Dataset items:
┌──

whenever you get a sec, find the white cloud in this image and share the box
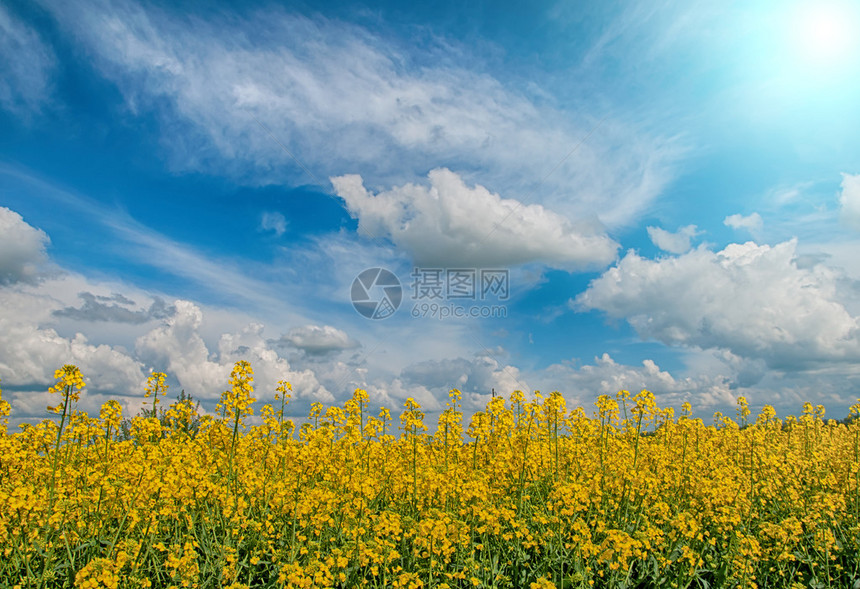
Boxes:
[0,214,153,417]
[260,211,287,236]
[0,285,147,412]
[402,353,526,395]
[308,350,528,421]
[0,318,145,396]
[332,168,619,269]
[0,204,390,419]
[134,300,228,399]
[280,325,358,356]
[543,353,735,411]
[364,379,441,414]
[0,272,338,423]
[136,300,333,402]
[575,240,860,370]
[218,322,333,402]
[541,350,860,418]
[0,207,50,285]
[0,5,56,116]
[35,0,680,228]
[723,212,763,233]
[398,352,527,414]
[3,242,855,425]
[646,224,699,254]
[839,173,860,230]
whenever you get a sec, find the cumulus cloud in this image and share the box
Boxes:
[0,5,56,116]
[361,378,442,414]
[839,173,860,230]
[313,351,528,420]
[540,350,860,418]
[575,240,860,370]
[332,168,619,269]
[34,0,679,228]
[723,212,763,233]
[260,211,287,236]
[400,352,527,411]
[54,292,175,323]
[544,353,735,410]
[136,300,333,402]
[0,286,146,414]
[0,322,145,396]
[646,224,699,254]
[0,207,50,285]
[0,275,335,422]
[278,325,358,356]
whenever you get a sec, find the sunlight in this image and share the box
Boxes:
[791,2,857,65]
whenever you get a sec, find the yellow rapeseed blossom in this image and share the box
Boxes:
[217,360,256,420]
[0,377,10,434]
[144,371,169,415]
[47,364,85,414]
[1,365,859,588]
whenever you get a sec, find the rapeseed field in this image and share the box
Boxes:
[1,363,858,588]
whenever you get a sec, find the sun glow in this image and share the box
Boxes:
[791,2,858,65]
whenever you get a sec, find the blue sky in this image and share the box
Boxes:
[2,0,860,425]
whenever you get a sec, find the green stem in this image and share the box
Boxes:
[412,427,418,511]
[48,385,72,512]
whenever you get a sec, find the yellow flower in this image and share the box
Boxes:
[216,360,256,421]
[47,364,85,414]
[0,377,10,433]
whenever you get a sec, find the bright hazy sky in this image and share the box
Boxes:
[2,0,860,424]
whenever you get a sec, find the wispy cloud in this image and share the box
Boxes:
[35,0,682,230]
[0,4,56,116]
[839,173,860,231]
[0,164,309,320]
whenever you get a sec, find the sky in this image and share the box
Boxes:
[2,0,860,427]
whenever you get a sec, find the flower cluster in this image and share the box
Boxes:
[46,364,86,414]
[216,360,256,421]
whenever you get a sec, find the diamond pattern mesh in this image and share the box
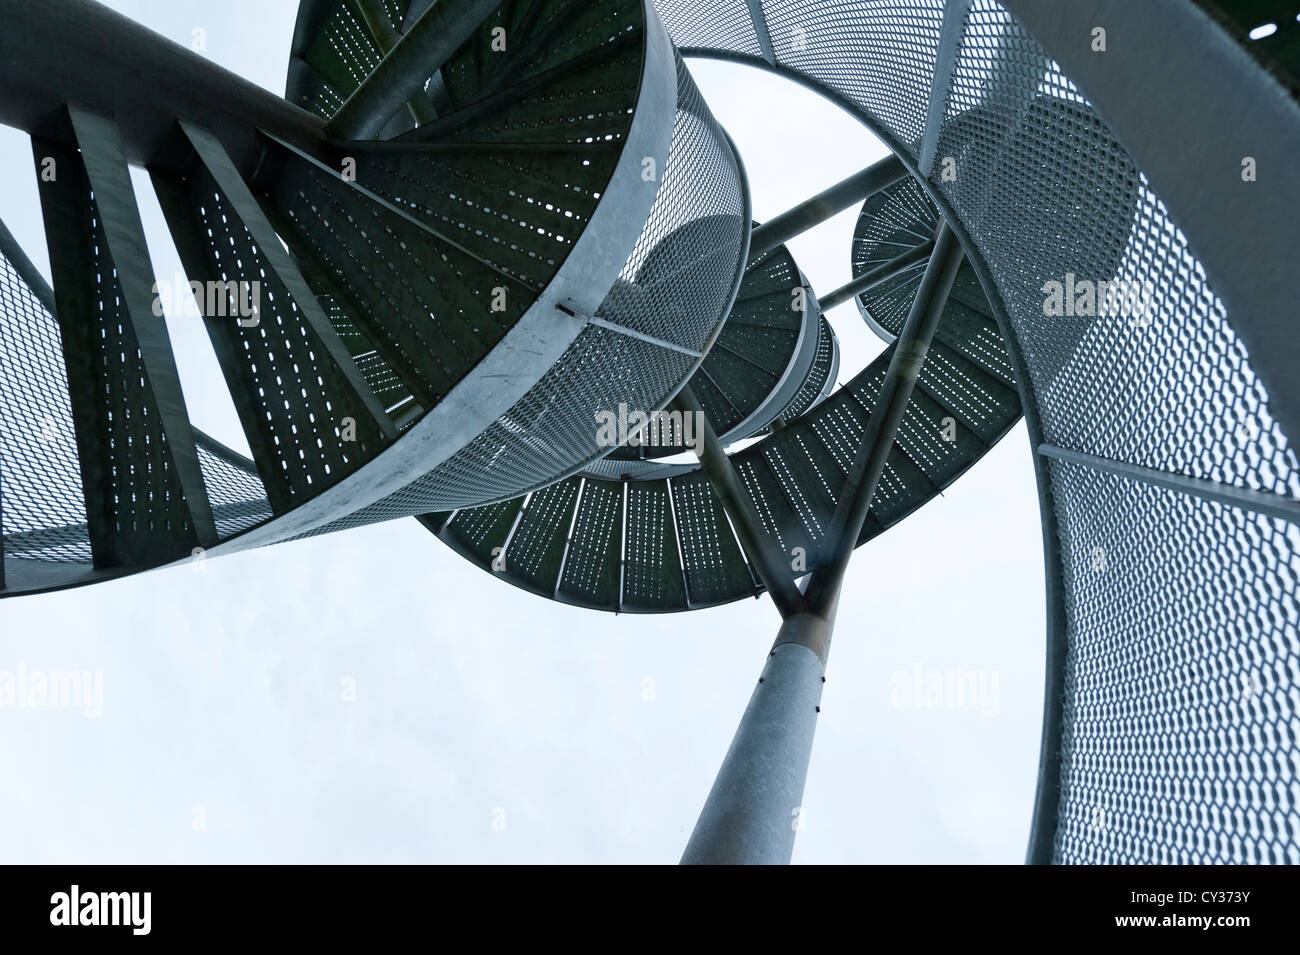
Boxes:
[1049,459,1300,864]
[0,240,90,561]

└──

Your assignment - Out of the records above, pull the lines that include the word "rapeseed".

Solution for this exercise -
whenever you get a sec, find the yellow rapeseed blossom in this image and share the box
whenever you get a sec, find the rapeseed field in this image and share the box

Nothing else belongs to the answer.